*Stored items from a collection*:
= = = = = = =
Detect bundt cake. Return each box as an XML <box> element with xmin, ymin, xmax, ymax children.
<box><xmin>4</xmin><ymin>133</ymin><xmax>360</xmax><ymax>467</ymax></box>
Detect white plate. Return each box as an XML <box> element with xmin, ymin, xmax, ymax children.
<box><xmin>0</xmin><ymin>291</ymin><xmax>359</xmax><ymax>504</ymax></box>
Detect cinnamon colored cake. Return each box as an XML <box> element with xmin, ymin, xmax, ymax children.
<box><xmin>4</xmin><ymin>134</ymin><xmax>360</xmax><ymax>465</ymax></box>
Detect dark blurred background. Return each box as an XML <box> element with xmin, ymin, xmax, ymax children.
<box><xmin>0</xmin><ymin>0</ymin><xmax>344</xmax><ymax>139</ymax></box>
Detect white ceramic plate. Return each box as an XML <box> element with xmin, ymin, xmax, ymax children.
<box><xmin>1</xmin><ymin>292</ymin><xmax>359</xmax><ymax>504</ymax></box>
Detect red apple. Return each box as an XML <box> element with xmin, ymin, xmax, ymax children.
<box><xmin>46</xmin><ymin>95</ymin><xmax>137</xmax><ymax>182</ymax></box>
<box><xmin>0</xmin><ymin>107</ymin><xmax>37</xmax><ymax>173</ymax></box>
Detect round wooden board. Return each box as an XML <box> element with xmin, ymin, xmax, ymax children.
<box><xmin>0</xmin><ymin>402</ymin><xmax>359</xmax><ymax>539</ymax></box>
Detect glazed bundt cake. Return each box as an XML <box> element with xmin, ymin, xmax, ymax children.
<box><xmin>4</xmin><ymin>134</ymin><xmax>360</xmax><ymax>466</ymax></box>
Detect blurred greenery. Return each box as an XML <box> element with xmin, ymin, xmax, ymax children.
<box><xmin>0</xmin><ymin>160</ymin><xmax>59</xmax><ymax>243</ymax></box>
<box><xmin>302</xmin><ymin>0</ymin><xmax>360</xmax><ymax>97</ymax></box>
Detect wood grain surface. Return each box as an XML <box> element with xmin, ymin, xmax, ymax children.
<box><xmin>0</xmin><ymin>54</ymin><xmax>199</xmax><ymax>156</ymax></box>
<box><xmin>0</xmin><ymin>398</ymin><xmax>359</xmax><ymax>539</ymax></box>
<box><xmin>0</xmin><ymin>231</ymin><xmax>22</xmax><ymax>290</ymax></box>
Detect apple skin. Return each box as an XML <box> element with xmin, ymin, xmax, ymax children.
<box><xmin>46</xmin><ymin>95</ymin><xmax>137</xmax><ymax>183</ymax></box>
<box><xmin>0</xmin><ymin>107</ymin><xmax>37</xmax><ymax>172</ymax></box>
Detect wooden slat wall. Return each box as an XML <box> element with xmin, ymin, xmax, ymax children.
= = = = = = =
*WORK REQUEST*: Every entry is to be restated word for word, with nothing dropped.

*WRITTEN RESPONSE*:
Detect bundt cake. Return each box as an XML <box> element with xmin, ymin, xmax, ymax children.
<box><xmin>4</xmin><ymin>133</ymin><xmax>360</xmax><ymax>467</ymax></box>
Detect white plate. Return each box as an XML <box> element with xmin, ymin, xmax, ymax children.
<box><xmin>0</xmin><ymin>291</ymin><xmax>359</xmax><ymax>504</ymax></box>
Detect cinnamon colored cake. Return each box as an XML <box> element with xmin, ymin, xmax, ymax children.
<box><xmin>4</xmin><ymin>134</ymin><xmax>360</xmax><ymax>465</ymax></box>
Detect dark blurred background. Return each box as an XML <box> element with xmin, ymin, xmax, ymax children.
<box><xmin>0</xmin><ymin>0</ymin><xmax>344</xmax><ymax>139</ymax></box>
Detect white ceramic plate. Return each box as an XML <box> element with xmin, ymin, xmax, ymax children.
<box><xmin>1</xmin><ymin>292</ymin><xmax>359</xmax><ymax>504</ymax></box>
Detect red apple. Return each box as an XML <box> element with xmin, ymin, xmax, ymax children.
<box><xmin>46</xmin><ymin>95</ymin><xmax>137</xmax><ymax>182</ymax></box>
<box><xmin>0</xmin><ymin>107</ymin><xmax>37</xmax><ymax>173</ymax></box>
Detect round wooden board. Return each box as an XML <box> element with xmin, ymin, xmax, ymax children.
<box><xmin>0</xmin><ymin>402</ymin><xmax>359</xmax><ymax>539</ymax></box>
Detect glazed bundt cake. Return each box as an XML <box> element with xmin, ymin, xmax, ymax children.
<box><xmin>4</xmin><ymin>134</ymin><xmax>360</xmax><ymax>466</ymax></box>
Detect blurred greenery. Return each box as an XML <box> element with xmin, ymin, xmax, ymax children.
<box><xmin>0</xmin><ymin>160</ymin><xmax>59</xmax><ymax>243</ymax></box>
<box><xmin>302</xmin><ymin>0</ymin><xmax>360</xmax><ymax>97</ymax></box>
Detect wood grain surface. Return each box as an XML <box> element with xmin, ymin, xmax, ymax children.
<box><xmin>0</xmin><ymin>54</ymin><xmax>199</xmax><ymax>156</ymax></box>
<box><xmin>0</xmin><ymin>398</ymin><xmax>359</xmax><ymax>539</ymax></box>
<box><xmin>0</xmin><ymin>231</ymin><xmax>22</xmax><ymax>290</ymax></box>
Detect apple skin. Return each box as an XML <box> element with xmin, ymin, xmax, ymax children.
<box><xmin>46</xmin><ymin>95</ymin><xmax>137</xmax><ymax>183</ymax></box>
<box><xmin>0</xmin><ymin>107</ymin><xmax>37</xmax><ymax>172</ymax></box>
Detect wooden slat wall. Return each box as an XML <box> element with xmin, ymin, xmax, ymax children.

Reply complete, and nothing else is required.